───── MATERIAL SHOWN
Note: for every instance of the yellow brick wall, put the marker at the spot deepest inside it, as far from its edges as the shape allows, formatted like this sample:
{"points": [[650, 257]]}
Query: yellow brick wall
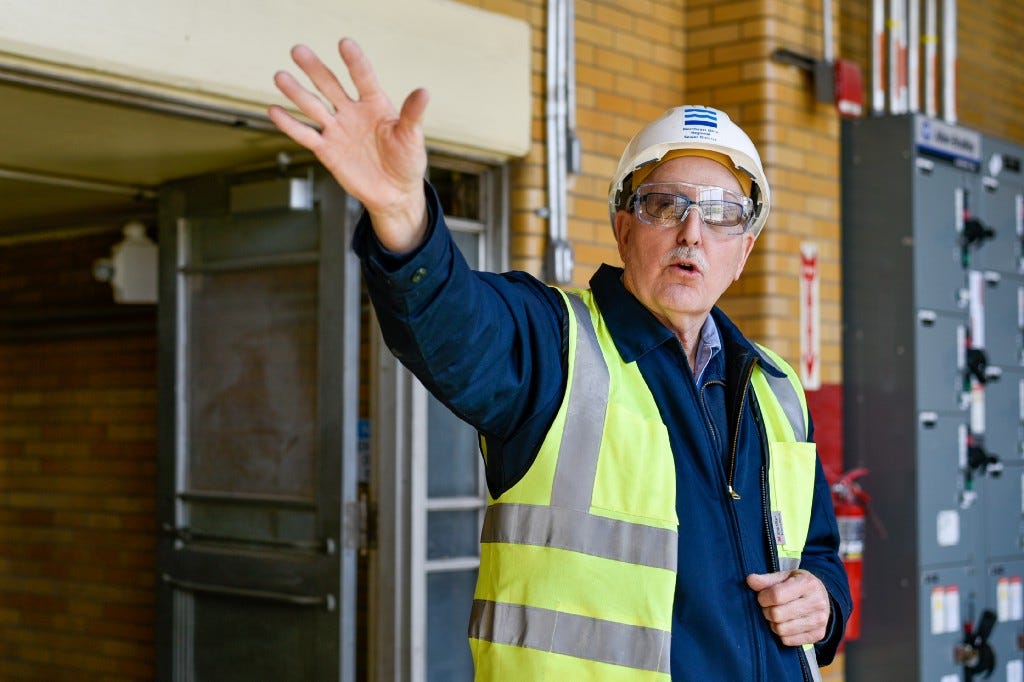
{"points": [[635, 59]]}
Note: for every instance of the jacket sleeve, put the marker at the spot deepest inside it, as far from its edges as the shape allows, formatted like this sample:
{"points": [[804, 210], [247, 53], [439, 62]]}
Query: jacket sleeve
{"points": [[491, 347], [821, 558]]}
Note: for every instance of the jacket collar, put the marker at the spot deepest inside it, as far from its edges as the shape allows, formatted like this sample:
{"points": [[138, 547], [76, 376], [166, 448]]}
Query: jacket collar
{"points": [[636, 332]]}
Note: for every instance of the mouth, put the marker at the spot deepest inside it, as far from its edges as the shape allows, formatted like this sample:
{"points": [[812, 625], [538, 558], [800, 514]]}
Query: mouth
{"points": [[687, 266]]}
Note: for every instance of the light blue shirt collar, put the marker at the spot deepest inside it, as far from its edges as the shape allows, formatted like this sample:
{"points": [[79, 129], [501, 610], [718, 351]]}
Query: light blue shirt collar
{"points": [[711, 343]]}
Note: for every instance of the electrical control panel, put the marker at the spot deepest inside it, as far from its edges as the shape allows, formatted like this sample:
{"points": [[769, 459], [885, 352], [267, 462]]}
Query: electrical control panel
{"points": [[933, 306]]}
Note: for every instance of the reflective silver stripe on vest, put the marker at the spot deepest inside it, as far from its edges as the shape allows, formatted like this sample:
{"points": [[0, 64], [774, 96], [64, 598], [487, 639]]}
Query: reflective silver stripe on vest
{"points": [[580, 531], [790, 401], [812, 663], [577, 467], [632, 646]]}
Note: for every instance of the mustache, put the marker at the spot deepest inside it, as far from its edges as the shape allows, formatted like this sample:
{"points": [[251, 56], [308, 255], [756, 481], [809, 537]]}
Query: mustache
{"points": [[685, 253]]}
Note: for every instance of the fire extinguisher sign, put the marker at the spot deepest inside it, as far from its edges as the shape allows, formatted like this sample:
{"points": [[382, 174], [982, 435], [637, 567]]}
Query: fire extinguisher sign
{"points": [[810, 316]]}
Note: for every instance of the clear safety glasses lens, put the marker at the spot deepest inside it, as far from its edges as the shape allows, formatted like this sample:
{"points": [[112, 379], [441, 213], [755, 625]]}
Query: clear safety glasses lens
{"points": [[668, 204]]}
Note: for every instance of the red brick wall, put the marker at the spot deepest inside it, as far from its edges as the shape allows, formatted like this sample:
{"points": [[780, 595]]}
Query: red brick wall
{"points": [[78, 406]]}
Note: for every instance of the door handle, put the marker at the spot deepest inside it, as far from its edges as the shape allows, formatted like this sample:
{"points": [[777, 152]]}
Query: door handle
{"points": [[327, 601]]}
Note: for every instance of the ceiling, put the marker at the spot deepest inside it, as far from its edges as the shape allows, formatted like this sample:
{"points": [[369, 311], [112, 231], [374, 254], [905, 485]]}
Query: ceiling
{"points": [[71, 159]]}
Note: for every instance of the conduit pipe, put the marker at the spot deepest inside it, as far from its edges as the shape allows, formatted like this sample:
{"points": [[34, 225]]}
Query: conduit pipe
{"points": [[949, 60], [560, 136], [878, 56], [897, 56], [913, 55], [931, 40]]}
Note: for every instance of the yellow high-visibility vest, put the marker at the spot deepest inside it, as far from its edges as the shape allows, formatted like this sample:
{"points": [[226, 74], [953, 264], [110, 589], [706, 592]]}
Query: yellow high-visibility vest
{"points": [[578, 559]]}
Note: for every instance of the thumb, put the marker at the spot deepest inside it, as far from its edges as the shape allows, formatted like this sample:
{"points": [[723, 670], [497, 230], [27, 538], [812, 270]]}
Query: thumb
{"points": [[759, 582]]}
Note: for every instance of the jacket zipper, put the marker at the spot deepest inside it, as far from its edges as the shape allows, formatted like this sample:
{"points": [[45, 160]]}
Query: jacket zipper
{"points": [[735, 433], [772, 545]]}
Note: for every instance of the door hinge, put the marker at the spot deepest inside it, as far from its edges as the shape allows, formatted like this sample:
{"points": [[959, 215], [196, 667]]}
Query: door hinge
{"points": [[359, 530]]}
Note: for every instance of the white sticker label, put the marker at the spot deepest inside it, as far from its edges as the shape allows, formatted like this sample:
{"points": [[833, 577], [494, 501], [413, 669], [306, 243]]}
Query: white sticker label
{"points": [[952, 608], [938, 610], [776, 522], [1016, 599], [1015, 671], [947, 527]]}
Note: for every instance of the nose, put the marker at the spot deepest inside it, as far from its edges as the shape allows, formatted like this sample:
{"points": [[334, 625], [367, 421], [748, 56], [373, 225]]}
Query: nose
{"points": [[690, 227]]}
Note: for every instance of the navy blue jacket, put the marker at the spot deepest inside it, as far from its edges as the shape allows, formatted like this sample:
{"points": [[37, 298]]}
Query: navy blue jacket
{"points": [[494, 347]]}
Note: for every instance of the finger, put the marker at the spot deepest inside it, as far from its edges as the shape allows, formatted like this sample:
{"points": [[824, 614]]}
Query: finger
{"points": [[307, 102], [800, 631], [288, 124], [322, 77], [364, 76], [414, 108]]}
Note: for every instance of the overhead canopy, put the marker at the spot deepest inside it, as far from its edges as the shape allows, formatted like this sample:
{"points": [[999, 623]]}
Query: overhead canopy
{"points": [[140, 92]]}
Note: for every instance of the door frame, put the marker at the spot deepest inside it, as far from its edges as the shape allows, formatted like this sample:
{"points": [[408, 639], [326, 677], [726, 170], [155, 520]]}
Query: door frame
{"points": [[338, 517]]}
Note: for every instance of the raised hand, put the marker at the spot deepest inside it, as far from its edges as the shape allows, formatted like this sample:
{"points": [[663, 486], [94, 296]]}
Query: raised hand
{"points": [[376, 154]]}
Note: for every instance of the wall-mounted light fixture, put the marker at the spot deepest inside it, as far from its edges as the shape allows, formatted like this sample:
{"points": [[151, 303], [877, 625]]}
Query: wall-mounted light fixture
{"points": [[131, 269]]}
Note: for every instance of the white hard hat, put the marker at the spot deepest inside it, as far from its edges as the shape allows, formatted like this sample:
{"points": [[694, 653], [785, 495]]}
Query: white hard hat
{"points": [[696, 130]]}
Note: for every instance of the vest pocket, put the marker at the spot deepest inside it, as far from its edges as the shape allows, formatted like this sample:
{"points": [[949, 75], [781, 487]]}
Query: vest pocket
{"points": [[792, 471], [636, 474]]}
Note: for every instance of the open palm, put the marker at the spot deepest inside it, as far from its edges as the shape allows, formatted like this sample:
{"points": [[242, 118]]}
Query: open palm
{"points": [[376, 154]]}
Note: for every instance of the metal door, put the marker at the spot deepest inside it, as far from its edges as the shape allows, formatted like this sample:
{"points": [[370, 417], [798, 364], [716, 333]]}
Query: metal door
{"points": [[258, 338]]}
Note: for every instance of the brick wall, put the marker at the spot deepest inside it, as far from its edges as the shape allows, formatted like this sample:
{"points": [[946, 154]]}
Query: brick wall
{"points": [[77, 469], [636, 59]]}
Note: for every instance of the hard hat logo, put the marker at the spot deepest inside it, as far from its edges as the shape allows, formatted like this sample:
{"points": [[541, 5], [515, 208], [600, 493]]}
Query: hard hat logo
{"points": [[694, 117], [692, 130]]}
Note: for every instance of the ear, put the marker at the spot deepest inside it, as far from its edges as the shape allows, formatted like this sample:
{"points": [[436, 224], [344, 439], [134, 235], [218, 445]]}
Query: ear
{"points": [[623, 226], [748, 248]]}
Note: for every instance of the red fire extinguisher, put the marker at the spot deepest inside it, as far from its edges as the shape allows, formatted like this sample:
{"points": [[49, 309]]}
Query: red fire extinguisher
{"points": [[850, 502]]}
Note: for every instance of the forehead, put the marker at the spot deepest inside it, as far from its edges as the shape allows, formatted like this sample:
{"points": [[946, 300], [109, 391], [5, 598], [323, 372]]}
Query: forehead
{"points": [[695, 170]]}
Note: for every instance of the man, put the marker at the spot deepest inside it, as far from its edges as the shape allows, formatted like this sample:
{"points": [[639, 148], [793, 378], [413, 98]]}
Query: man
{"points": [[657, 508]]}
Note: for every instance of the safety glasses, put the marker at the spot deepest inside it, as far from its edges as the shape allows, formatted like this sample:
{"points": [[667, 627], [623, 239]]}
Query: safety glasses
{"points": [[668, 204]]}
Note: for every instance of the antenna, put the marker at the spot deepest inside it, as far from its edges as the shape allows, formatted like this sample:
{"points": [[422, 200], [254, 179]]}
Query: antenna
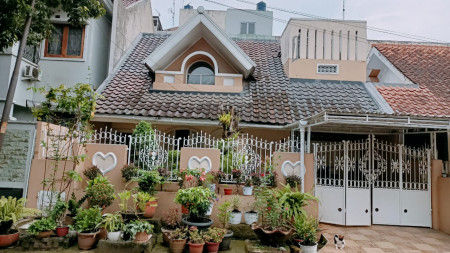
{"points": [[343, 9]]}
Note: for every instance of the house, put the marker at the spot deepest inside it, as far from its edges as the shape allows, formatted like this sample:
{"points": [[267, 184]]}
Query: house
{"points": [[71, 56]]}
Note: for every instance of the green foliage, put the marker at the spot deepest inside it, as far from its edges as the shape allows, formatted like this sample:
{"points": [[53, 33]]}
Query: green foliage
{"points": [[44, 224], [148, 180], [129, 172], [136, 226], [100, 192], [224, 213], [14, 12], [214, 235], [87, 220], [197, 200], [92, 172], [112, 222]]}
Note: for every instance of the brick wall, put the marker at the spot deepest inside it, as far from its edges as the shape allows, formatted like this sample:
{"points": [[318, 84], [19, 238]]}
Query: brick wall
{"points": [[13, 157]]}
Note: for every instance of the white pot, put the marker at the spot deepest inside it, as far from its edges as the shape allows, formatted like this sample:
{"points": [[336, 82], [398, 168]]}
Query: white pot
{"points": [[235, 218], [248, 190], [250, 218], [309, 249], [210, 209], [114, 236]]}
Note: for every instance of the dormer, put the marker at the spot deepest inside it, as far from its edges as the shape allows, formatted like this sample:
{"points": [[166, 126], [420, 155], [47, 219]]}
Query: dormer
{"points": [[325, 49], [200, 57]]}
──────────
### TASK DETAILS
Copy the stretch of the records above that runs from the line with "Query: door hinge" through the line with "Note: for every instance of the white sticker". Both end lines belong in the copy, and nothing else does.

### OUTPUT BELOW
Query: door hinge
{"points": [[359, 530]]}
Note: for every instance of the white sticker label, put the marker at the spot deepest inside it, as far from its edges as the shape allows, formatted like this sample:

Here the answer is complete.